* **TEXT PASSAGE**:
______________________________
By Katie Wike, contributing writer
The Supreme Court will soon make a decision regarding the collection of healthcare data that could affect 16 states.
Should self-funded insurers have to hand over certain information to state databases upon request? That’s the question being asked in Gobeille v. Liberty Mutual Insurance Co., a case being heard by the Supreme Court soon. According to Modern Healthcare, the court will decide if self-funded insurers will be subject to sharing their health data or if they are exempt from the federal rule.
The state of Vermont says it need healthcare data (including that on claims, member eligibility, and other issues) in order to improve the cost and effectiveness of healthcare. The insurance company, however, says the federal Employee Retirement Income Security Act, or ERISA, exempts it and its third-party administrator from having to submit the information to state databases.
Bridget Asay, a Vermont assistant attorney general said in an email, “The states merely seek the same basic information from ERISA plans that all public and private payers provide, to get an accurate, comprehensive picture of the healthcare market in that state.”
Health IT Security says this decision could affect the data collection programs in 16 states. New York, Maryland, Massachusetts, New Hampshire, Oregon, and Utah also filed a brief in the case, in favor of Vermont.
“At stake is whether States can audit the cost and effectiveness of the healthcare provided within their borders and to their residents by requiring all in-state health-care payers – including self-funded insurance plans – to report medical claims data that such payers collect in the ordinary course of business,” stated the supporting states’ brief.
______________________________
* **DATA RECORDS**:
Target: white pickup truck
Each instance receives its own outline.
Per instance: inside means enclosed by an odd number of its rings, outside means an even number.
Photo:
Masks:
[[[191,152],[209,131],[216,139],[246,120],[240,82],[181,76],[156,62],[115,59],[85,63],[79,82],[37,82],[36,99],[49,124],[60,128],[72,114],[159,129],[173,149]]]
______________________________
* **CHECK YOUR UNDERSTANDING**:
[a] In the article on the Supreme Court healthcare data case, which federal law does the insurance company say exempts it from submitting information to state databases?
[b] Extract the part of the article on the Supreme Court healthcare data case that runs from "Should self-funded insurers" up to and including "to state databases.".

* **ANSWERS BY ITEM**:
[a] The Employee Retirement Income Security Act (ERISA).

[b]
Should self-funded insurers have to hand over certain information to state databases upon request? That’s the question being asked in Gobeille v. Liberty Mutual Insurance Co., a case being heard by the Supreme Court soon. According to Modern Healthcare, the court will decide if self-funded insurers will be subject to sharing their health data or if they are exempt from the federal rule.
The state of Vermont says it need healthcare data (including that on claims, member eligibility, and other issues) in order to improve the cost and effectiveness of healthcare. The insurance company, however, says the federal Employee Retirement Income Security Act, or ERISA, exempts it and its third-party administrator from having to submit the information to state databases.